▸ **Problems**:
1 > Answer these questions using the passage on oscillator timing jitter below. Mark each answer with its letter.
(a) What value does the coefficient γ take for long-channel transistors?
(b) How can flicker noise be minimized?
(c) What is q_max equal to?
2 > For each statement below, say whether it agrees with the passage on oscillator timing jitter. Answer yes or no, and quote the words of the passage that decide it.
(a) Thermal noise sources are considered to be random and uncorrelated.
(b) Increasing the voltage swing reduces thermal-noise jitter at no cost in power consumption.
(c) Correlated noise sources come only from power supply bounces.
3 > Proceed with the passage on oscillator timing jitter, starting after its last sentence.

The statistics of the timing jitter depends on the correlation of the noise sources involved. In the case of thermal noise, the noise sources are considered to be random and uncorrelated. Therefore, it follows that considering only the thermal noise of an oscillator and jitter measured over a time interval ΔT, the standard deviation of the jitter of the oscillator is given as [25]

$$ {{\sigma }_{{}\Delta{}T}}=\kappa \sqrt{{}\Delta{}T} $$

(6.61)

where κ is a proportionality constant which can be shown to be equal to

$$ \kappa =\frac{{{{}\Gamma{}}_{rms}}}{{{q}_{max}}{{\omega }_{0}}}\sqrt{\frac{1}{2}\frac{\overline{i_{n}^{2}}}{{}\Delta{}f}}$$

(6.62)

where ω₀ is the output target frequency in rads/sec, q_max is equal to C_L⋅V_SW, where C_L is the parasitic capacitance at the output of the oscillator and V_SW is the voltage swing of the oscillator, and \(\tfrac{\overline{i_{n}^{2}}}{\Delta f}\)is the power spectral density of the thermal noise of the active devices in the oscillator. For CMOS transistors, the drain current noise spectral density is given by [26]

$$ \frac{\overline{i_{n}^{2}}}{{}\Delta{}f}=4kT\gamma \mu {{C}_{ox}}\frac{W}{L}{{({{V}_{GS}}-{{V}_{T}})}^{2}}$$

(6.63)

where γ is a coefficient equal to 2/3 for long-channel transistors. As equations (6.62) and (6.63) show, jitter due to thermal noise can be minimized by reducing the ISF, increasing the voltage swing (at the expense of power consumption), increasing the operating frequency, or reducing the power spectral density of the device thermal noise.

Correlated noise sources are usually a result of low-frequency noise, such as flicker noise, as well as power supply bounces. Flicker noise can be minimized by using large transistors. One interesting result from ISF analysis is that the corner frequency of 1/f² and 1/f³ can be accurately determined to be [27]

$$ {{\omega }_{1/{{f}^{3}}}}={{\omega }_{1/f}}\cdot {{\left(\frac{{{{}\Gamma{}}_{dc}}}{{{{}\Gamma{}}_{rms}}}\right)}^{2}}\approx {{\omega }_{1/f}}\cdot {{\left(\frac{{{c}_{0}}}{{{c}_{1}}}\right)}^{2}}$$

(6.64)

where ω_1/f is the corner frequency of 1/f noise and thermal white noise. Therefore, the upconversion of flicker noise can be minimized by having a more symmetric waveform around the x-axis (for zero dc level) and by maximizing the oscillator’s voltage swing. This is contrary to the original assumption by Leeson when deriving his formula [19].

▸ **Raw data**:
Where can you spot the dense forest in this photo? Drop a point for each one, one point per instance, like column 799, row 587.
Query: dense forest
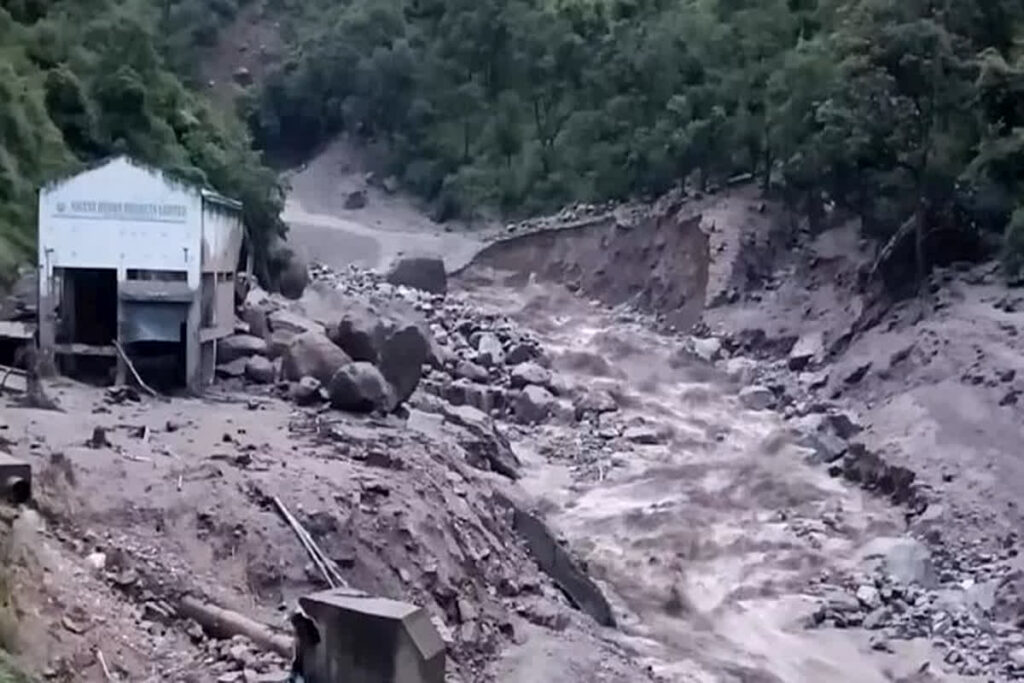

▸ **Results for each task**:
1 >
(a) 2/3
(b) By using large transistors
(c) C_L⋅V_SW, where C_L is the parasitic capacitance at the output of the oscillator and V_SW is the voltage swing of the oscillator

2 >
(a) Yes: "In the case of thermal noise, the noise sources are considered to be random and uncorrelated."
(b) No: "increasing the voltage swing (at the expense of power consumption)"
(c) No: "Correlated noise sources are usually a result of low-frequency noise, such as flicker noise, as well as power supply bounces."

3 >
One important parameter in the design of a VCO is its power supply rejection. The analysis injection of a tone from the power supply near the carrier frequency is equivalent to modulating the amplitude of the VCO. If the modulated envelope is expressed as a sinusoidal signal, the resultant AM modulated signal can be expressed as

$$ {{y}_{vco}}(t )=[1+m\cdot \cos (2\pi {{f}_{m}}t+\phi)]\cdot {{V}_{swing}}\cdot \sin (2\pi {{f}_{c}}t ) $$

(6.65)

where f_m is the frequency of the modulation of the VCO amplitude envelope, f_c is the VCO center frequency, and m is the AM modulation index, which is equal to the ratio of the amplitude of the noise tone to the VCO amplitude. Expanding the expression given by (6.65) leads to

$$ {{y}_{vco}}(t )=\begin{matrix} {{V}_{swing}}\cdot \sin (2\pi {{f}_{c}}t )+\\ \frac{m\cdot {{V}_{swing}}}{2}[\sin (2\pi ({{f}_{c}}+{{f}_{m}})t+\phi)+\sin (2\pi ({{f}_{c}}-{{f}_{m}})t-\phi) ]\end{matrix} $$

(6.66)

which shows that AM modulation results in a pair of side tones around the VCO carrier.

These two side tones are further shaped by two characteristics of the VCO. The first is the bandpass nature of the VCO, as was illustrated in Fig. 6.30. The higher the Q of the VCO, the more filtering is achieved. The filtering improves at a rate of 20 dB per decade of frequency offset, f_m, from the VCO center frequency, f_c. The other characteristic is the shaping of the VCO phase noise within the closed loop response of the PLL. As was shown by (6.31), the VCO phase noise is high-pass filtered when enclosed in a PLL. This means that phase noise at low-­frequency ­offsets from the carrier are well suppressed, whereas, high-frequency noise is passed through. Aligning the bandpass filtering response dependent on the Q of the VCO (which appears as a low-pass filter when viewed on a phase noise plot with the y-axis centered at the VCO center frequency) along with the high-pass nature of the VCO noise shaping in a PLL, leads to a power supply to output transfer function which appears to be bandpass shaped, as shown in Fig. 6.33. This shows that the worst case noise would appear at the PLL closed-loop bandwidth. Note that both x and y axes are logarithmic scales.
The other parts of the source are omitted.